_Objective_: Print only the line with "the green reflection" and the lines after it, ending with the last line of the material, each exactly as it stands.

───

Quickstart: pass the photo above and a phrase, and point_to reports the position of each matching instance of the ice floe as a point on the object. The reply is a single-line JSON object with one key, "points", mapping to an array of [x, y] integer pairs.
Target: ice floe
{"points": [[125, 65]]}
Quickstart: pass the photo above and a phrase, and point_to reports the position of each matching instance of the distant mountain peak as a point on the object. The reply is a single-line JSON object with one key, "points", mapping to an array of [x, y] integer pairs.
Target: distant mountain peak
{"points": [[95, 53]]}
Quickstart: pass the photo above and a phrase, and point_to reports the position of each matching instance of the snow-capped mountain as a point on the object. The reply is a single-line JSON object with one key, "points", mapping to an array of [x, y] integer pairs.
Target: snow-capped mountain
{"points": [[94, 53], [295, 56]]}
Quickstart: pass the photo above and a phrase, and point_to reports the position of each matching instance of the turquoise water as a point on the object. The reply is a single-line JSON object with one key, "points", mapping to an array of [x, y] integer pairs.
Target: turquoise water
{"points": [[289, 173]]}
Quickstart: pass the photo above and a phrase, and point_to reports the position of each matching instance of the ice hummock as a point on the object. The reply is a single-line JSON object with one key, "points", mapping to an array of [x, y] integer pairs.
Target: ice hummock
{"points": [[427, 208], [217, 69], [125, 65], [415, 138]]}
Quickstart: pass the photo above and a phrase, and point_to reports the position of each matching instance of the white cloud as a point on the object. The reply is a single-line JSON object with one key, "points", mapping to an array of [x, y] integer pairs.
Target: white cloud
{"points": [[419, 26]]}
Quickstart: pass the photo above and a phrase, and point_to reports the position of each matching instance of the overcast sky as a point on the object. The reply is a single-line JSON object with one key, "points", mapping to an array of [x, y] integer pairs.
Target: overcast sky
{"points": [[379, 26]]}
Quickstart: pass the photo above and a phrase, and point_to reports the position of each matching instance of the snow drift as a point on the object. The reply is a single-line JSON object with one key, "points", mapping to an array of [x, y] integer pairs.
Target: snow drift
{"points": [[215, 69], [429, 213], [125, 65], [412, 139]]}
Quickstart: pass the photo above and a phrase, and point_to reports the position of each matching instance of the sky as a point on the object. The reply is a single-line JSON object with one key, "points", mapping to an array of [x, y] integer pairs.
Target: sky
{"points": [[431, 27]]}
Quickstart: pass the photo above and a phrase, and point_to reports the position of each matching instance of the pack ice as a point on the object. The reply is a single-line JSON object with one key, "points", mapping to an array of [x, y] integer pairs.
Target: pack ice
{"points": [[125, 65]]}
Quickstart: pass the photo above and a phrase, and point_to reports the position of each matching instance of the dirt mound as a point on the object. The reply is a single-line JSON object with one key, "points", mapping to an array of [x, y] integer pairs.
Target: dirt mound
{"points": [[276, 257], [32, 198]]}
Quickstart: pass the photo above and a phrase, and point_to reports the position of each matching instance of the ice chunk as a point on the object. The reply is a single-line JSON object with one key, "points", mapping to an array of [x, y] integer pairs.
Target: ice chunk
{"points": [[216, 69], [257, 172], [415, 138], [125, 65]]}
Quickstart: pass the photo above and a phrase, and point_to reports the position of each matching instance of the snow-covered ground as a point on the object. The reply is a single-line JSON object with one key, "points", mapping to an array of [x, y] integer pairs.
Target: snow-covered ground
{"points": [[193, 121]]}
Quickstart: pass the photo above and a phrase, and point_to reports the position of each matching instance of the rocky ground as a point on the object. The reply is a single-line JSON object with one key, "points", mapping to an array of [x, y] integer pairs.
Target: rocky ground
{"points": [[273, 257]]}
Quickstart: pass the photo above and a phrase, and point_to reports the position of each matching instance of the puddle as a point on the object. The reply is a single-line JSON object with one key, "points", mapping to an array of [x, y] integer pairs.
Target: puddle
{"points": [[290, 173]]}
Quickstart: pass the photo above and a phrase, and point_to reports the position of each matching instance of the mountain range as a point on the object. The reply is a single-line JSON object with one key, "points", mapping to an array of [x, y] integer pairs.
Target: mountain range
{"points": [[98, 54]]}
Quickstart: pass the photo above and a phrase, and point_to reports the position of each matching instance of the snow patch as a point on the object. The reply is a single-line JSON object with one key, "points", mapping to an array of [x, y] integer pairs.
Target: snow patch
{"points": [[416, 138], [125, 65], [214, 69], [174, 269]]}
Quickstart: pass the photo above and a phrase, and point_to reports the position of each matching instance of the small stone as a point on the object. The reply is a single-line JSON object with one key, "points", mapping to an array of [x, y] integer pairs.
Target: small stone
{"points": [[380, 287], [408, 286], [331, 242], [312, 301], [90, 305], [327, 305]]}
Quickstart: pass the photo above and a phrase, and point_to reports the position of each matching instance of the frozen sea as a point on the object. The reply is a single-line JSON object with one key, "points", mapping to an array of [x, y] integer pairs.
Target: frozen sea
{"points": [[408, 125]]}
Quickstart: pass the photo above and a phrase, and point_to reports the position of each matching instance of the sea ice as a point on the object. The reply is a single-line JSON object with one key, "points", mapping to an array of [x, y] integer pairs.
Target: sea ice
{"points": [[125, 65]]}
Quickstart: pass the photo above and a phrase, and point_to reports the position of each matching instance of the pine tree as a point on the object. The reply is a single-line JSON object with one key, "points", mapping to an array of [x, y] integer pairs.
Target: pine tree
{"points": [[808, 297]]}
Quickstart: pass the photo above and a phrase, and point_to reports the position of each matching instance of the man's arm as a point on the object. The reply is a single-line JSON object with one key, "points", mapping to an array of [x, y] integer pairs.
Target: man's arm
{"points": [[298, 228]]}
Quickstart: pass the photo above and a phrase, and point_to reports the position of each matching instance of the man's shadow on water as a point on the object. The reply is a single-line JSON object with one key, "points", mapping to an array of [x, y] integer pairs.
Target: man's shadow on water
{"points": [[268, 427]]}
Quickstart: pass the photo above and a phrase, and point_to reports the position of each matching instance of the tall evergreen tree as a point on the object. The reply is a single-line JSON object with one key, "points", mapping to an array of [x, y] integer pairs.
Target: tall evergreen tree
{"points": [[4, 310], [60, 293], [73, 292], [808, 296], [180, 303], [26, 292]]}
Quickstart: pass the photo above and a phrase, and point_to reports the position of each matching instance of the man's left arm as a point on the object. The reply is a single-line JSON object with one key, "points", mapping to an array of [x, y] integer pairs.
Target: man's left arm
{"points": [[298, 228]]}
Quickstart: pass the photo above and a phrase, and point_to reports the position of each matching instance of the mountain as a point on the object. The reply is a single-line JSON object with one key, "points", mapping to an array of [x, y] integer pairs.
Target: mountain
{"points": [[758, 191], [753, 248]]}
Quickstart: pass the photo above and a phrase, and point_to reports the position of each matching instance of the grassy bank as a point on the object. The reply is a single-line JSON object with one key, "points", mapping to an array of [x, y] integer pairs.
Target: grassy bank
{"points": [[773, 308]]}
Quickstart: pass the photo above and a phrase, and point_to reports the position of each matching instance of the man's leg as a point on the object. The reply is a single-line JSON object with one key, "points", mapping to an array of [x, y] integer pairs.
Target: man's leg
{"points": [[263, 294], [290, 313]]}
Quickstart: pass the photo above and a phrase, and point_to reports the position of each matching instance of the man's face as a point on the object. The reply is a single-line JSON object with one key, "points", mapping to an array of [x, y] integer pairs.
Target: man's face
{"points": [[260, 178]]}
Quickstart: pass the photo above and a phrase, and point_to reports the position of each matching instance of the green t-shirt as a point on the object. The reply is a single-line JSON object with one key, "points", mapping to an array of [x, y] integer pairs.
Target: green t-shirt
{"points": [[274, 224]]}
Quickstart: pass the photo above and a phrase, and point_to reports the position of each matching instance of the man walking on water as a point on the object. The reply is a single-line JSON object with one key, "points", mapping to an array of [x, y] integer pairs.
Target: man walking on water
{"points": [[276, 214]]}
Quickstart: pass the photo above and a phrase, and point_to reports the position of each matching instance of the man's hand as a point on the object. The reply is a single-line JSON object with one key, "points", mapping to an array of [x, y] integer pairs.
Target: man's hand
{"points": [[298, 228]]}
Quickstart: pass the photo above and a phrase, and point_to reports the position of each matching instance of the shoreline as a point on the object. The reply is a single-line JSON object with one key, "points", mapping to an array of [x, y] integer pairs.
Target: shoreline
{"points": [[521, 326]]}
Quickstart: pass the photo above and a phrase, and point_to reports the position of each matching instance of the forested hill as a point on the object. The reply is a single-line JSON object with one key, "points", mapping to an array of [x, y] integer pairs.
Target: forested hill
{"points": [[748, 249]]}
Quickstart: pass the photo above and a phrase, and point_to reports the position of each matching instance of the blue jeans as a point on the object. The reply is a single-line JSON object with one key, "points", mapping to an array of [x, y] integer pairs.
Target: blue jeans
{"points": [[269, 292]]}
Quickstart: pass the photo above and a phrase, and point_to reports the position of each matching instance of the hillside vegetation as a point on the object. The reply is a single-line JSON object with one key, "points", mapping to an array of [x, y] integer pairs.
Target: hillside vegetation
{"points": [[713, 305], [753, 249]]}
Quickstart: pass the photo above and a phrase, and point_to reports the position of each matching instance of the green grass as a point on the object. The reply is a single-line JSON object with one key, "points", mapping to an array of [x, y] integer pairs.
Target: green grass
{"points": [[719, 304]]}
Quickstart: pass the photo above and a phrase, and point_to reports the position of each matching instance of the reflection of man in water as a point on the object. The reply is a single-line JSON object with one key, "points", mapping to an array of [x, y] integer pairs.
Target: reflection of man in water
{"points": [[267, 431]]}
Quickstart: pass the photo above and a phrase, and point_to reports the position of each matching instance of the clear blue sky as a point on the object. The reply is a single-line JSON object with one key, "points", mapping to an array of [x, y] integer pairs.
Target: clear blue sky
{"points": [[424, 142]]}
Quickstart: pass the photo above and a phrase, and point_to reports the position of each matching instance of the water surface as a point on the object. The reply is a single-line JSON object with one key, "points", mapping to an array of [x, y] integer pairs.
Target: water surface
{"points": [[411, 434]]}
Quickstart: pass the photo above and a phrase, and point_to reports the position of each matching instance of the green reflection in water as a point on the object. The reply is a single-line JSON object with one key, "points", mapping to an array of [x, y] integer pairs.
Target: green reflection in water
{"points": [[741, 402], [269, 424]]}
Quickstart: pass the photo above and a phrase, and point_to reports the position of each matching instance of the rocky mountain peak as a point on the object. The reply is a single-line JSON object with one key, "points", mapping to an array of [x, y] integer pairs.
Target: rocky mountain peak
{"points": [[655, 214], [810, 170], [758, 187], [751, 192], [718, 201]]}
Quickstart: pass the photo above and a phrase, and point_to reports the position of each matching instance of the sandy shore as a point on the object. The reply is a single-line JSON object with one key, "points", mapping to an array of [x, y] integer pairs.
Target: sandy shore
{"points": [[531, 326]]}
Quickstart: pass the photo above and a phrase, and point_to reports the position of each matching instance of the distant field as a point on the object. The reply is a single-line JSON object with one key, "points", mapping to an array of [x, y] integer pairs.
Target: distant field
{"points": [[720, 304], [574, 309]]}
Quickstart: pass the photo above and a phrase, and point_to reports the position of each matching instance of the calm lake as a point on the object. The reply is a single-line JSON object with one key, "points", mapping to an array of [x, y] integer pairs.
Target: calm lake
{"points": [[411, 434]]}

───

_Complete answer_:
Quickstart: pass the photo above and a phrase, and point_to reports the position of each matching instance of the green reflection in water as a point on the object. The reply is a single-line JSON object with one key, "points", mapping to an array of [x, y] integer pairs.
Target: green reflection in water
{"points": [[741, 402], [269, 424]]}
Quickstart: pass the photo above and a phrase, and point_to reports the position of each matching instance of the rocky mountain peak as a point on the object. The reply is a single-line JSON object with one key, "points", mapping to an array of [x, y] integer pairs.
Target: rocky mountain peak
{"points": [[655, 214], [810, 170], [758, 187], [751, 192], [718, 201]]}
Quickstart: pass the photo above and a phrase, and point_to reports the position of each matching instance of the sandy shore as a point on the object. The reply is a single-line JSON object with one key, "points", mapping to an array of [x, y] integer pairs.
Target: sandy shore
{"points": [[531, 326]]}
Quickstart: pass the photo above and a phrase, and point_to reports the position of each matching instance of the distant field as a point on the object. The reply is a single-line JSON object with one key, "points", mapping to an array of [x, y] integer pairs.
Target: distant field
{"points": [[720, 304], [574, 309]]}
Quickstart: pass the photo above and a phrase, and point_to reports the position of each matching instance of the calm lake as a point on the object. The reply is a single-line JSON object with one key, "points", mapping to an array of [x, y] integer pairs.
Target: calm lake
{"points": [[411, 434]]}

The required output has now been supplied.